Now, as deputy director of the Office of AIDS Research at the National Institutes of Health (NIH), Holtz helps set the nation’s priorities regarding HIV/AIDS research and prevention and coordinates the allocation of $3 billion in research funding across the NIH’s 27 institutes and centers. In 2020, he was promoted to the rank of rear admiral in the Commissioned Corps of the U.S. Public Health Service, giving him the responsibilities of an assistant surgeon general.

University of Iowa alumnus Timothy Holtz

In 2020, Timothy Holtz was promoted to the rank of rear admiral in the Commissioned Corps of the U.S. Public Health Service, giving him the responsibilities of an assistant surgeon general.

“My job is to make decisions on research funding priorities that will lead to new tools in the fight against HIV/AIDS,” says Holtz, who joined the NIH in 2019 and works in Maryland. “That requires taking a 30,000-foot view and asking, ‘What research areas should we be investing in three to five years from now?’ We are always looking at what the next step needs to be.”

Although Holtz sees signs of hope in the fight against AIDS, he says the HIV pandemic is not yet under control.

About this task:
Rewrite everything from "University of Iowa" down to "not yet under control." in the passage on Timothy Holtz, replacing "30,000-foot view" with "long view".

Material shown:
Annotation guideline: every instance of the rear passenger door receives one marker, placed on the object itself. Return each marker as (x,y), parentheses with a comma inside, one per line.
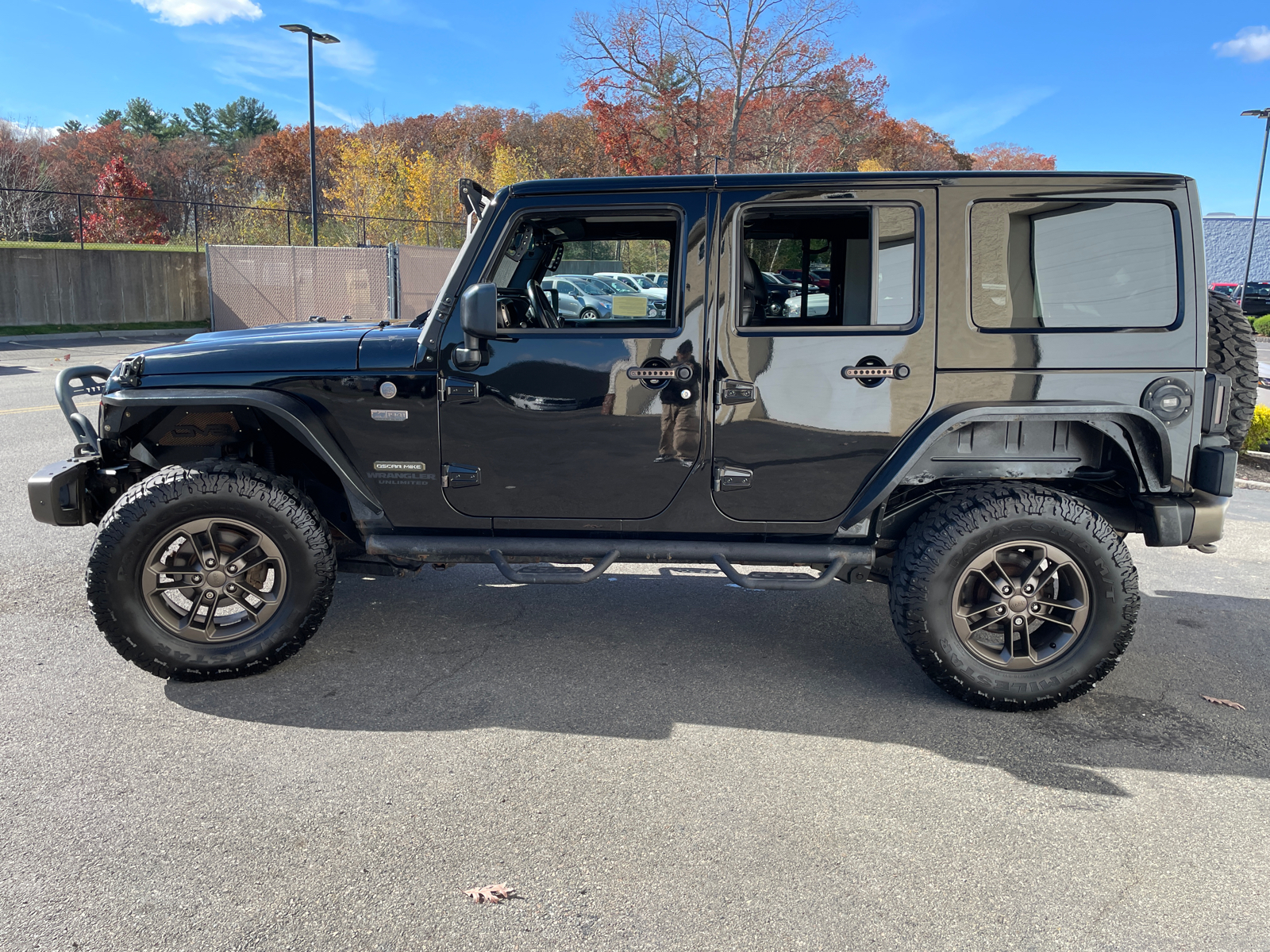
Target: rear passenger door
(795,431)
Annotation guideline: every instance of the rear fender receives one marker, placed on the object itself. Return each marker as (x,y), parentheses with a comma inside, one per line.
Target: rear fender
(1138,433)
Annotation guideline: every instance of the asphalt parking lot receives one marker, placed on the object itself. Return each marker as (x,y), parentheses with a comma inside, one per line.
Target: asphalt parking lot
(654,761)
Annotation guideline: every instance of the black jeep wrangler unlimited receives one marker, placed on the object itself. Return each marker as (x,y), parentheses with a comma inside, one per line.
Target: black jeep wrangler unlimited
(986,382)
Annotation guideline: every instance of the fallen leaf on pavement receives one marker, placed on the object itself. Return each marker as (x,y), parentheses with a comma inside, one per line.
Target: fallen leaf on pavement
(489,894)
(1223,702)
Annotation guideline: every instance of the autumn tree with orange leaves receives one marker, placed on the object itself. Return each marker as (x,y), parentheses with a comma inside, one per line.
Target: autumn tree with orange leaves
(675,84)
(120,217)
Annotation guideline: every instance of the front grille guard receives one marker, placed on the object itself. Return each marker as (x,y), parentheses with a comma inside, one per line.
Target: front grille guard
(70,384)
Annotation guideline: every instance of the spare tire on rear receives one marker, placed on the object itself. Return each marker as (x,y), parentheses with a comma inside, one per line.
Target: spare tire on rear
(1232,351)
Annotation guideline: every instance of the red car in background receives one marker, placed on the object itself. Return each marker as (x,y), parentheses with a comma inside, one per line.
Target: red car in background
(817,278)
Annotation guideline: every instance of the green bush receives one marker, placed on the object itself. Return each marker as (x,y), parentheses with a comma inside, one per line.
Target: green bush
(1260,429)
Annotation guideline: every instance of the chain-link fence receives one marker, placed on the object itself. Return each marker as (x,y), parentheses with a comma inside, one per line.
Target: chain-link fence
(57,217)
(419,274)
(252,286)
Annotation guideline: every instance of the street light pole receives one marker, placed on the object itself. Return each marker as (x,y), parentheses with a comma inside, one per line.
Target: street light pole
(313,126)
(1257,202)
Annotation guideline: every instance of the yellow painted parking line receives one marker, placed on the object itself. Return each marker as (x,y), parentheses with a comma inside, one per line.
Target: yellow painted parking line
(33,409)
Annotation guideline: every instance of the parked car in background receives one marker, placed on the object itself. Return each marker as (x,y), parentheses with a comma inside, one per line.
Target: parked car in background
(1255,300)
(579,298)
(795,276)
(611,289)
(637,282)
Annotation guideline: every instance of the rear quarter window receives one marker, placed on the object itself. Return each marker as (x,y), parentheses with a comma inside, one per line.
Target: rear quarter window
(1073,266)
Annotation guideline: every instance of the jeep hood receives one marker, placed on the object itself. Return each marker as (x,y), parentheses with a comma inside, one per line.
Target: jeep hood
(283,348)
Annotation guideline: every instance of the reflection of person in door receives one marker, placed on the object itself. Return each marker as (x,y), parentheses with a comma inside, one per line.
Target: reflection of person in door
(681,427)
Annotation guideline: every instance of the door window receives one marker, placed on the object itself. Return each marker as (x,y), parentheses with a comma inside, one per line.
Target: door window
(578,244)
(848,268)
(1073,266)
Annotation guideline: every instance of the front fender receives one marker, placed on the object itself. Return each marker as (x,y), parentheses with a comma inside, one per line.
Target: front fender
(290,413)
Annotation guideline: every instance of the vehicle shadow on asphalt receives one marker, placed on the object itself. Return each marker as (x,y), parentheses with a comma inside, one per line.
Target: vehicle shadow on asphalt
(632,658)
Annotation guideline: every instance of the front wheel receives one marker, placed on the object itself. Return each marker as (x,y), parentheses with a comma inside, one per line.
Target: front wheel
(1014,597)
(210,570)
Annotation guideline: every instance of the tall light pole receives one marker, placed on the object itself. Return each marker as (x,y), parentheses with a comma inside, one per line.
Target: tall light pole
(313,132)
(1257,202)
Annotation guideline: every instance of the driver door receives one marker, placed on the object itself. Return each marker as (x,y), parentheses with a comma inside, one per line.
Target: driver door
(552,425)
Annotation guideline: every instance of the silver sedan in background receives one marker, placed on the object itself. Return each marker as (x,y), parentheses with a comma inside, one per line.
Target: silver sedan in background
(579,298)
(611,287)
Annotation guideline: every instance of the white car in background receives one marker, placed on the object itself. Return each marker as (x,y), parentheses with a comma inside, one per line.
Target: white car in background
(637,282)
(817,306)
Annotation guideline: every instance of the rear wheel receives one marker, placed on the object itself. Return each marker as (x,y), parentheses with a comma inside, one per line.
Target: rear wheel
(211,570)
(1232,351)
(1014,597)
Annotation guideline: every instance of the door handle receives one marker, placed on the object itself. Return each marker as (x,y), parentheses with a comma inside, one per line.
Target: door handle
(730,393)
(870,372)
(452,389)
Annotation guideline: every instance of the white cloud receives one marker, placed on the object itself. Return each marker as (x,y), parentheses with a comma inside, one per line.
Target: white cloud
(347,55)
(268,57)
(976,118)
(186,13)
(1251,44)
(338,113)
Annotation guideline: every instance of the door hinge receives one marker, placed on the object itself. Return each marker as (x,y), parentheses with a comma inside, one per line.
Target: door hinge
(457,476)
(729,391)
(455,389)
(732,478)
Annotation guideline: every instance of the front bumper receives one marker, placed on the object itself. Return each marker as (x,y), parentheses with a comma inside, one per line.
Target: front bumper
(59,493)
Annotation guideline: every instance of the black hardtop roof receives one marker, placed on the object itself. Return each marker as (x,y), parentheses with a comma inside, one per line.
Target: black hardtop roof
(833,179)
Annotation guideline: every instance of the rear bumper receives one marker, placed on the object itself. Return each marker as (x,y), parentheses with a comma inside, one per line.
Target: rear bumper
(59,492)
(1197,520)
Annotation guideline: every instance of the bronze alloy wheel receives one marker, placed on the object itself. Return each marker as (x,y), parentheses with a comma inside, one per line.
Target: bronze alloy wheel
(214,581)
(1022,605)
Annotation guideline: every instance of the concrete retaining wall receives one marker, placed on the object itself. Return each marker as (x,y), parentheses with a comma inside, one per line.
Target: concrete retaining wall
(1226,248)
(69,287)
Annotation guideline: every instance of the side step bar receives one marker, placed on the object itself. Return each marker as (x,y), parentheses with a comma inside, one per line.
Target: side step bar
(605,551)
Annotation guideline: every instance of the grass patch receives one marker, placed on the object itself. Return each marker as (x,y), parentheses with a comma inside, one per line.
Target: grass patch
(192,327)
(74,247)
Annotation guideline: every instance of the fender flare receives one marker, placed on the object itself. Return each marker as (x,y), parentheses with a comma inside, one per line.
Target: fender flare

Written answer:
University of Iowa alumnus Timothy Holtz

In 2020, Timothy Holtz was promoted to the rank of rear admiral in the Commissioned Corps of the U.S. Public Health Service, giving him the responsibilities of an assistant surgeon general.

“My job is to make decisions on research funding priorities that will lead to new tools in the fight against HIV/AIDS,” says Holtz, who joined the NIH in 2019 and works in Maryland. “That requires taking a long view and asking, ‘What research areas should we be investing in three to five years from now?’ We are always looking at what the next step needs to be.”

Although Holtz sees signs of hope in the fight against AIDS, he says the HIV pandemic is not yet under control.